What is expected:
Would you retype each record exactly as given?
===== Records for this task =====
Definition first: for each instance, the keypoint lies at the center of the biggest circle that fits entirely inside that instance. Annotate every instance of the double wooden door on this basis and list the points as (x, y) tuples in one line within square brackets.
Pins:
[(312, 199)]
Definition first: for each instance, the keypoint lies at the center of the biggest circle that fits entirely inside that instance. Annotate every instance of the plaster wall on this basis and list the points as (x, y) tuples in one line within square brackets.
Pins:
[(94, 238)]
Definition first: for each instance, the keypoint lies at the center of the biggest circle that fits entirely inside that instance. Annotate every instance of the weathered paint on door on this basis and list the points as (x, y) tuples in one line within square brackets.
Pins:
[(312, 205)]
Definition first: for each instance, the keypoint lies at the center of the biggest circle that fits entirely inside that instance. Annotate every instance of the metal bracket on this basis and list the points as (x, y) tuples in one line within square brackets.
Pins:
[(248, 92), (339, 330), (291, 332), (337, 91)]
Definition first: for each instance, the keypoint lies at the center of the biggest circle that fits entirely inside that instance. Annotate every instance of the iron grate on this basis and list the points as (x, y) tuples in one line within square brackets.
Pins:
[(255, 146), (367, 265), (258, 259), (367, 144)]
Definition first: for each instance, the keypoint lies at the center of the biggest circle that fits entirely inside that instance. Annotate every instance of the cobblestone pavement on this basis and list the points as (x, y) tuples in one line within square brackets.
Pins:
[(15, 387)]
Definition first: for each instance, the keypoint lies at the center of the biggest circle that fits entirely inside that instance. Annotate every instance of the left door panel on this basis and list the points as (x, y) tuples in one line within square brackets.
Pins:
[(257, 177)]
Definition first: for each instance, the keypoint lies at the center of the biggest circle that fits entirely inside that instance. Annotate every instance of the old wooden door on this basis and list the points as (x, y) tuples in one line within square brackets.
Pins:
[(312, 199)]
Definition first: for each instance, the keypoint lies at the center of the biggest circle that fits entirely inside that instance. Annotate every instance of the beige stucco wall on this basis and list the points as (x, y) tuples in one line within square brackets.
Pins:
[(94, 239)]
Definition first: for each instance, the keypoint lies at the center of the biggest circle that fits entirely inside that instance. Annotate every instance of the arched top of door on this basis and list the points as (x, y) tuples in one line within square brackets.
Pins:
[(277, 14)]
=====
Output of the exercise:
Definition first: for each instance, the keypoint lies at the center of the biggest circle that fits entirely inside that instance. Annotate every instance of the double wooden door on this basis and list the points as (x, y) tuples in one line within square brackets.
Pins:
[(312, 199)]
Definition first: for each instance, the keypoint lies at the center of the biggest circle that fits entirely inside that instance. Annotate every instance of the plaster wall on this basis and list the points as (x, y) tuples in one line within square brackets.
Pins:
[(94, 238)]
Definition first: for each instance, the keypoint lies at the center of the biggest circle that fits entirely inside that instance. Annotate every instance of the weathered paint on door on this basis and list the points as (x, y) tuples in one line within square brackets.
Pins:
[(312, 205)]
Definition first: for each instance, the keypoint lies at the center of the biggest circle that fits entirely inside that instance. Annotate every instance of the metal bracket on this basis and list the points as (x, y) tuples in one line within square brackets.
Pins:
[(248, 92), (339, 330), (291, 332), (337, 91)]
Definition first: for each instance, the keypoint lies at the center of the biggest circle that fits entirely inside that instance. Annotate every instance of the iron grate on this basis and list the points as (x, y) tuples in one line within square brackets.
Pins:
[(255, 146), (367, 265), (258, 259), (367, 144)]
Definition first: for each instance, the keypoint lies at the center of the biggest circle that fits entirely inside that instance. Annotate every instance of the cobblestone pavement on this basis and list the points as (x, y) tuples in one line within square brackets.
Pins:
[(15, 387)]
Definition first: for each instance, the keypoint lies at the center of the biggest circle that fits entirely inside that instance. Annotate every instance of the left door panel on this basis and list the points as (x, y) tuples in one line within square brackets.
Pins:
[(257, 177)]
Definition first: for each instance, the keypoint lies at the center of the biggest circle that fits entirely inside that instance. Annotate every instance of the old wooden door on this basis and list the points as (x, y) tuples in one line within square brackets.
Pins:
[(312, 199)]
Definition first: for each instance, the keypoint lies at the center of the biggest circle that fits entirely inside that instance. Annotate every instance of the beige stucco wall on this basis and list the points as (x, y) tuples in one line within square brackets.
Pins:
[(94, 239)]
Definition first: for each instance, the keypoint lies at the center of the biggest circle that fits entirely inside that instance. Annotate every instance of the arched top of door on this basis and list the points as (x, y) tuples in one line within square brackets.
Pins:
[(277, 14)]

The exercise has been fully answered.